*** Begin section ***

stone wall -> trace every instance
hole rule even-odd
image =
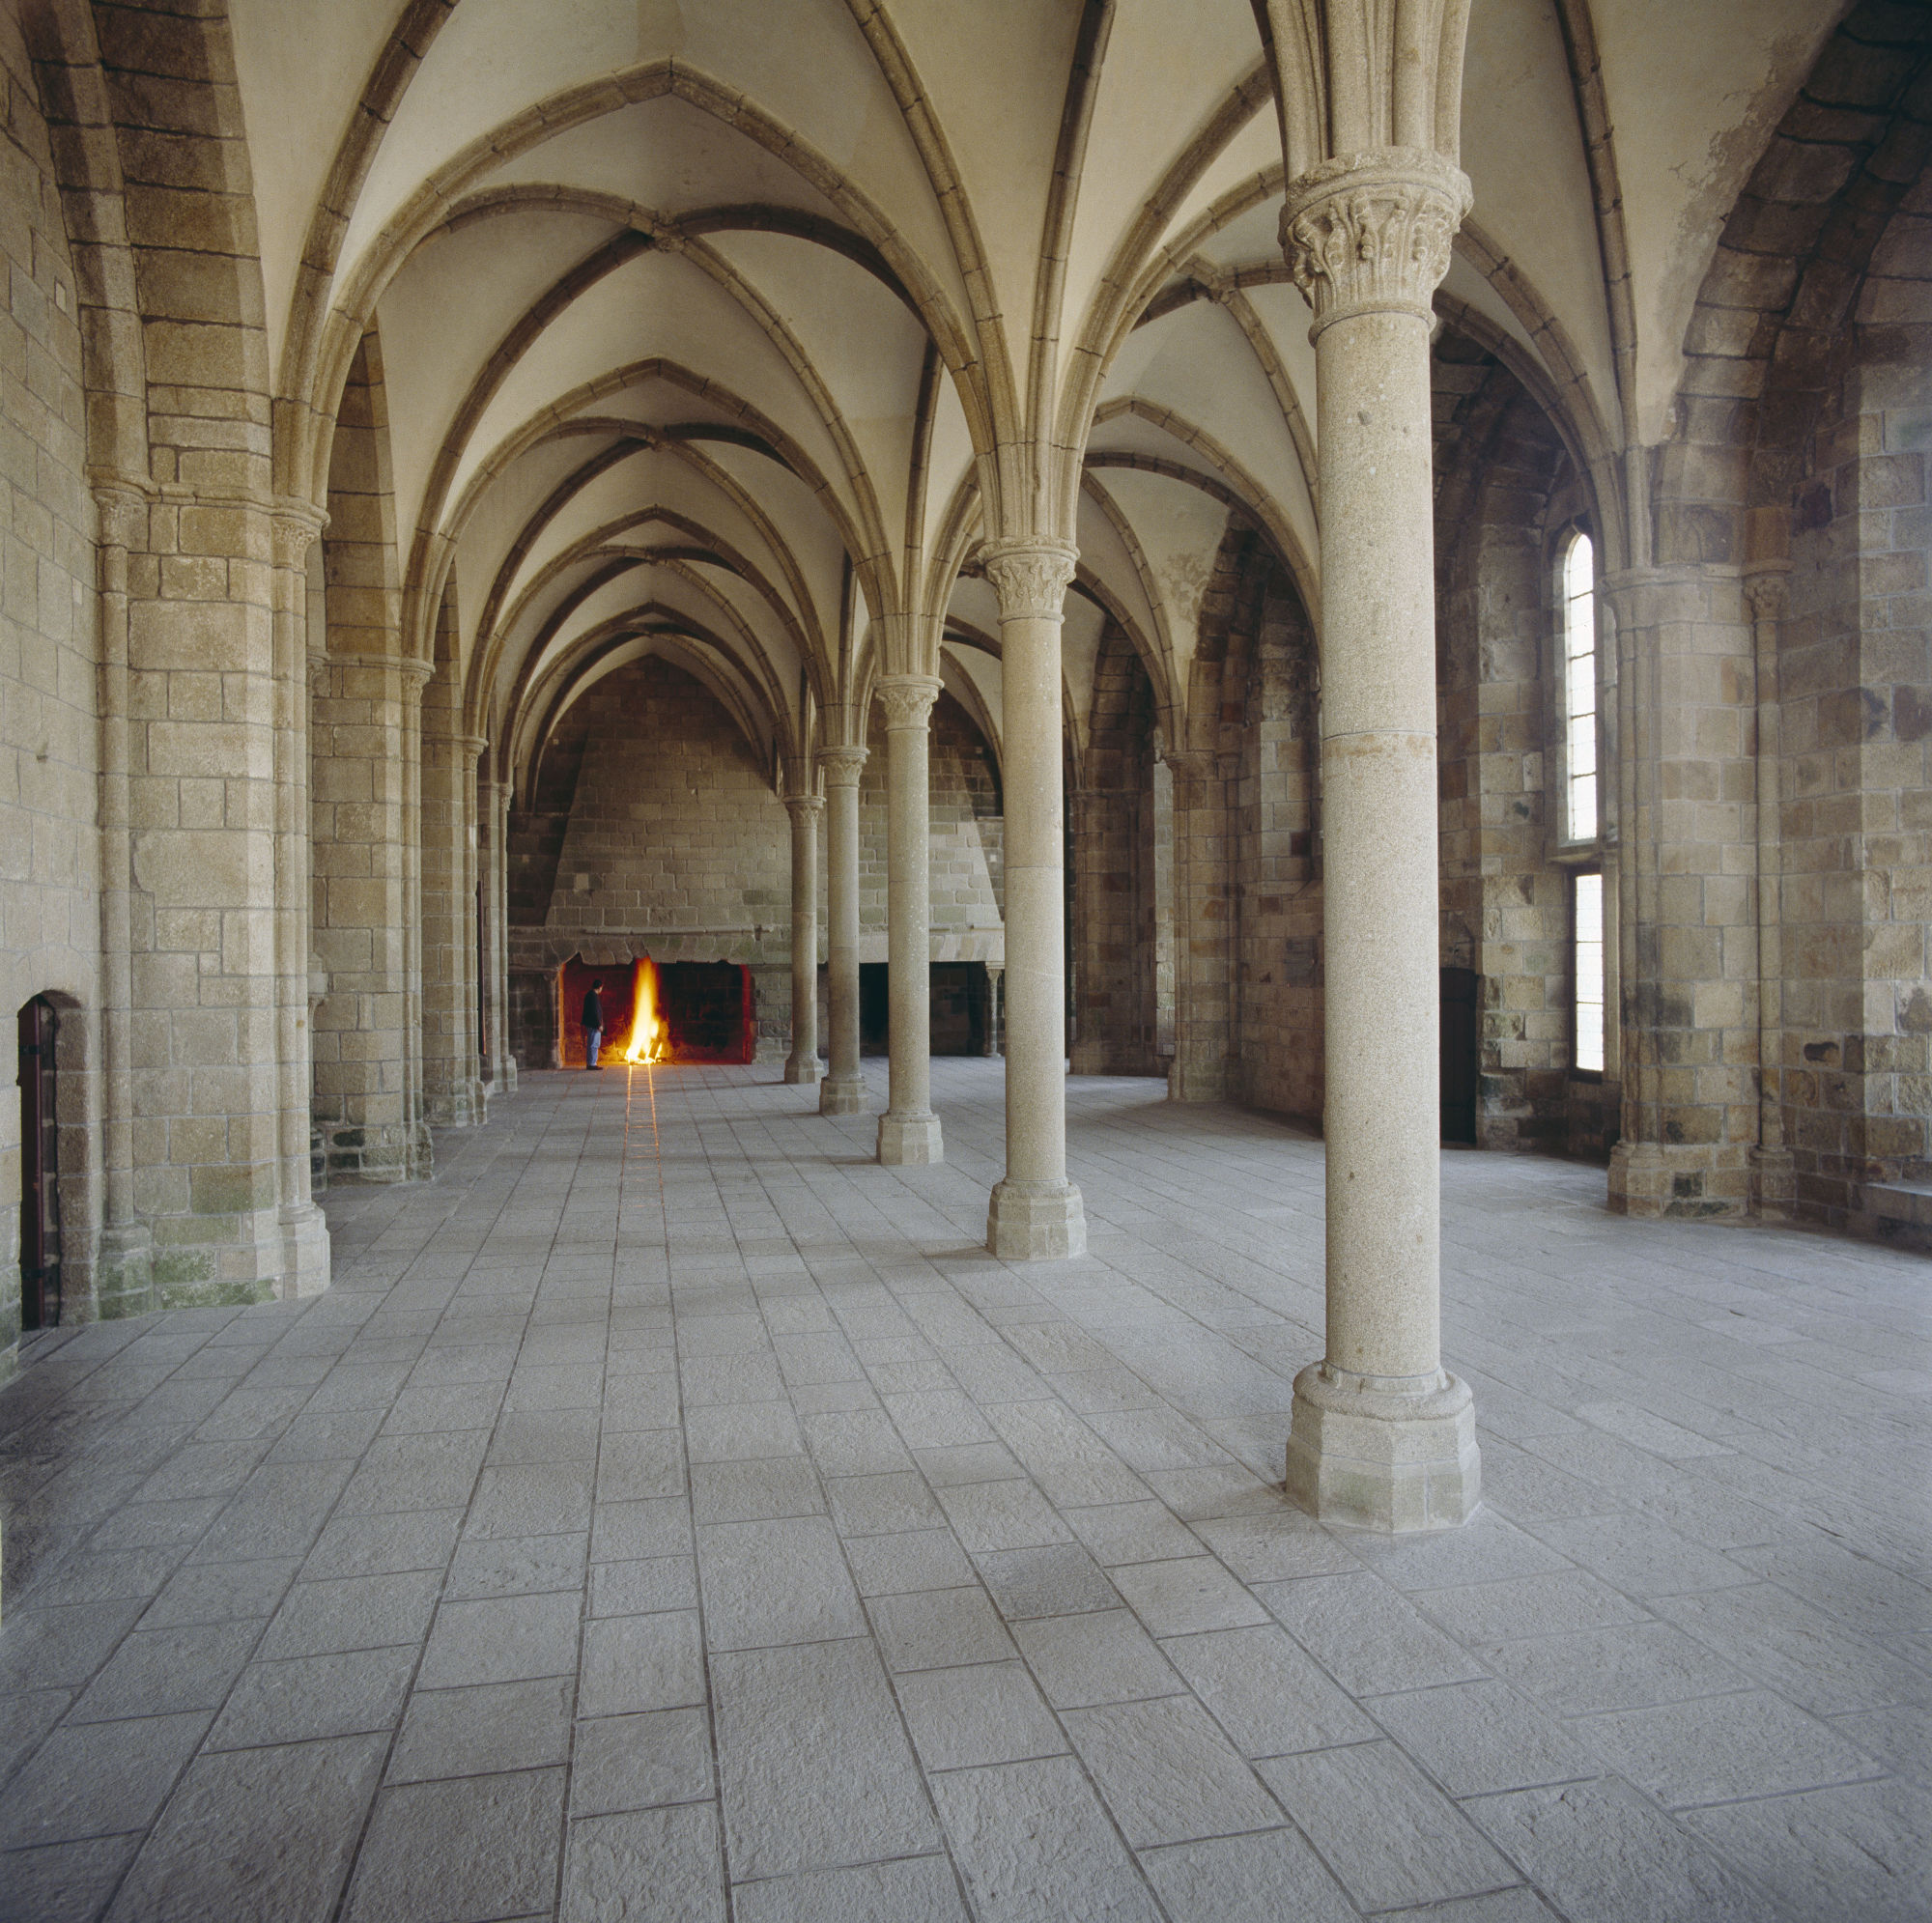
[[[88,1126],[98,1096],[101,943],[96,831],[95,510],[74,269],[27,50],[0,14],[0,1016],[35,995],[59,1010],[64,1283],[90,1300]],[[0,1047],[14,1046],[11,1026]],[[4,1078],[11,1085],[13,1078]],[[18,1327],[20,1105],[0,1097],[0,1354]],[[0,1372],[5,1362],[0,1361]]]

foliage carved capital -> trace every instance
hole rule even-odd
[[[859,785],[859,771],[866,765],[866,750],[863,748],[821,748],[818,750],[818,765],[825,771],[825,785],[828,788],[856,788]]]
[[[1002,621],[1058,621],[1079,556],[1058,541],[989,541],[980,564],[1000,597]]]
[[[888,730],[896,733],[901,728],[924,727],[942,686],[931,674],[881,675],[878,694]]]
[[[1356,314],[1428,320],[1469,200],[1467,175],[1421,148],[1340,155],[1291,181],[1282,251],[1313,332]]]

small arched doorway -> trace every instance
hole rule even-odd
[[[20,1327],[60,1320],[60,1132],[55,1117],[54,1034],[44,995],[20,1010]]]

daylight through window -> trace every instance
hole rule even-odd
[[[1569,774],[1564,838],[1597,837],[1597,588],[1587,534],[1563,556],[1563,722]]]

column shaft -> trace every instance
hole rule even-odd
[[[1062,793],[1061,598],[1070,549],[1009,542],[983,551],[1000,597],[1007,793],[1007,1173],[986,1246],[1008,1261],[1087,1247],[1066,1178],[1066,922]]]
[[[828,748],[825,771],[825,986],[831,1060],[818,1086],[821,1115],[849,1116],[866,1106],[859,1072],[859,771],[863,748]]]
[[[1288,1487],[1439,1527],[1476,1506],[1441,1368],[1435,582],[1429,302],[1468,184],[1434,155],[1331,162],[1282,236],[1315,308],[1321,499],[1327,1355],[1295,1379]]]
[[[791,1053],[784,1079],[812,1083],[818,1062],[818,818],[823,796],[787,795],[791,816]]]
[[[1798,1203],[1798,1175],[1784,1140],[1783,851],[1778,806],[1777,642],[1784,614],[1782,567],[1747,578],[1757,678],[1757,1145],[1750,1152],[1753,1215],[1788,1219]]]
[[[892,1094],[879,1117],[879,1160],[919,1167],[945,1160],[932,1112],[932,884],[930,717],[940,684],[894,674],[879,683],[886,710],[886,930]]]

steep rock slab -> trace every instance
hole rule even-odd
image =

*** End section ***

**Your goal**
Pictures do not belong in the copy. Repeat only the lines from the top of the records through the line containing "daylight through window".

**Written answer**
stone wall -> trace every instance
hole rule even-odd
image =
[[[88,1126],[98,1096],[101,943],[96,831],[95,510],[74,269],[27,50],[0,14],[0,1016],[35,995],[59,1010],[64,1283],[90,1300]],[[0,1047],[14,1046],[11,1026]],[[4,1078],[11,1085],[13,1078]],[[18,1327],[20,1105],[0,1097],[0,1354]],[[0,1372],[5,1362],[0,1361]]]

foliage carved capital -> trace every instance
hole rule even-odd
[[[859,785],[859,771],[866,765],[866,750],[863,748],[821,748],[818,750],[818,765],[825,771],[825,785],[828,788],[856,788]]]
[[[1002,621],[1058,621],[1079,556],[1058,541],[989,541],[980,564],[1000,597]]]
[[[888,730],[896,733],[901,728],[924,727],[942,686],[931,674],[881,675],[878,694]]]
[[[1356,314],[1428,320],[1469,200],[1467,175],[1421,148],[1340,155],[1291,181],[1282,251],[1313,332]]]

small arched doorway -> trace every instance
hole rule even-odd
[[[20,1327],[60,1320],[60,1132],[55,1117],[54,1034],[44,995],[20,1010]]]

daylight through window -> trace every instance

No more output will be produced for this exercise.